● GIVEN TEXT

Chances are, if you’ve heard of the Chinese technology giant FoxConn, it’s because it manufactures the iPhone and iPad. Last year, at an iPhone manufacturing complex in South China, there were a number of worker suicides that made news.

In apparent attempt to fix some of its labor issues, Foxconn’s parent company, Taiwan-based Hon Hai Precision Industry, is now making a big push into robots.

From the AFP:

The project, which is initially forecast to cost the Taiwan-based Hon Hai Precision Industry Tw$6.7 billion ($223 million), was unveiled Saturday when Terry Gou, chairman of the conglomerate, broke ground for the construction of a research and development unit in Taichung, central Taiwan.

“The investment marks the beginning of Hon Hai’s bid to build an empire of robots,” the Central Taiwan Science Park authorities said in a statement.

Foxconn’s first client will apparently be itself.

Foxconn, hit by a spate of suicides at its Chinese plants, plans to replace 500,000 workers with robots in the next three years, official media earlier reported.

Foxconn — the world’s largest maker of computer components, which assembles products for Apple, Sony and Nokia — plans to use one million robots to do “simple” work, China Business News quoted Gou as saying in August.

Object position labeling records:

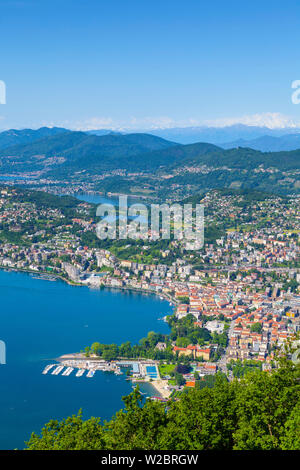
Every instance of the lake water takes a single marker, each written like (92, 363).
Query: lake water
(40, 320)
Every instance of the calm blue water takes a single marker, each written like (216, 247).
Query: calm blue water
(41, 320)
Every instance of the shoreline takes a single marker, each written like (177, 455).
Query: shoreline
(80, 284)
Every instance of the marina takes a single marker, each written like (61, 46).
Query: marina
(47, 330)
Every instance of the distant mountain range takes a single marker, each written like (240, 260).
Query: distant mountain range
(219, 135)
(68, 152)
(267, 143)
(167, 166)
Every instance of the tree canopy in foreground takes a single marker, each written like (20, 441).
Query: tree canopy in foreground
(259, 412)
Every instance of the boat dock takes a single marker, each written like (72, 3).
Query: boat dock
(57, 370)
(47, 368)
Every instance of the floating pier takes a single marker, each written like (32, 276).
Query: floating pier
(80, 372)
(47, 368)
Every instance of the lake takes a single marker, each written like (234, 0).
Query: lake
(41, 320)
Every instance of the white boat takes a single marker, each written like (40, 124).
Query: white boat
(57, 370)
(47, 368)
(69, 371)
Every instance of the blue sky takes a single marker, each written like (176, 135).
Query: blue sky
(141, 64)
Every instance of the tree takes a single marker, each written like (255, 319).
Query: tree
(258, 412)
(256, 327)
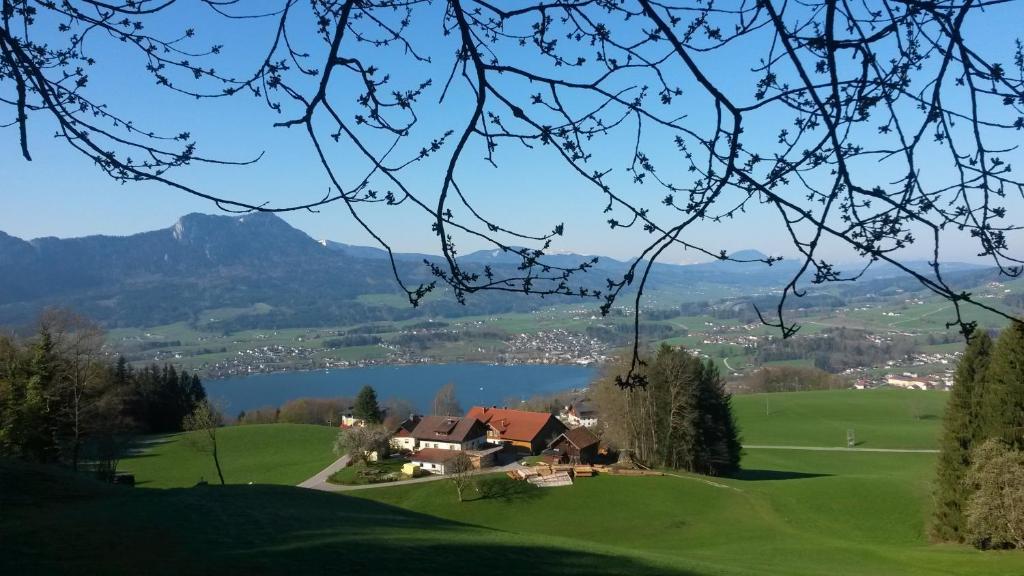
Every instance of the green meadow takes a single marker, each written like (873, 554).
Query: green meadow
(259, 454)
(788, 512)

● COMPLETE THE FOLLOWING
• A. Name the companies that the article on Foxconn's robot plans says Foxconn assembles products for.
• B. Extend the article about Foxconn's move into robots with a new paragraph that picks up after its final sentence.

● EXPECTED OUTPUTS
• A. Apple, Sony, Nokia

• B.
Assuming this whole robot thing catches on, how many Chinese who do “simple” work stand to lose their job to a robot over the next decade?

There’s more. From the Taiwan News Channel:

In addition to signing the pact, Gou also presided over a ground-breaking ceremony for an intelligent robotics technology research facility and the inauguration of a factory of Foxnum Technology Co., a Hon Hai subsidiary dedicated to development and production of automation equipment, at the central Taiwan high-tech park.

Gou said Hon Hai will build an “intelligent robotics kingdom” in the park in the coming few years. The project is expected to generate an estimated NT$120 billion (US$4 billion) in production value in the next three to five years and create about 2,000 jobs, he added.

Is something getting lost in translation here? Or is language like empire of robots and intelligent robotics kingdom, purposefully dystopian?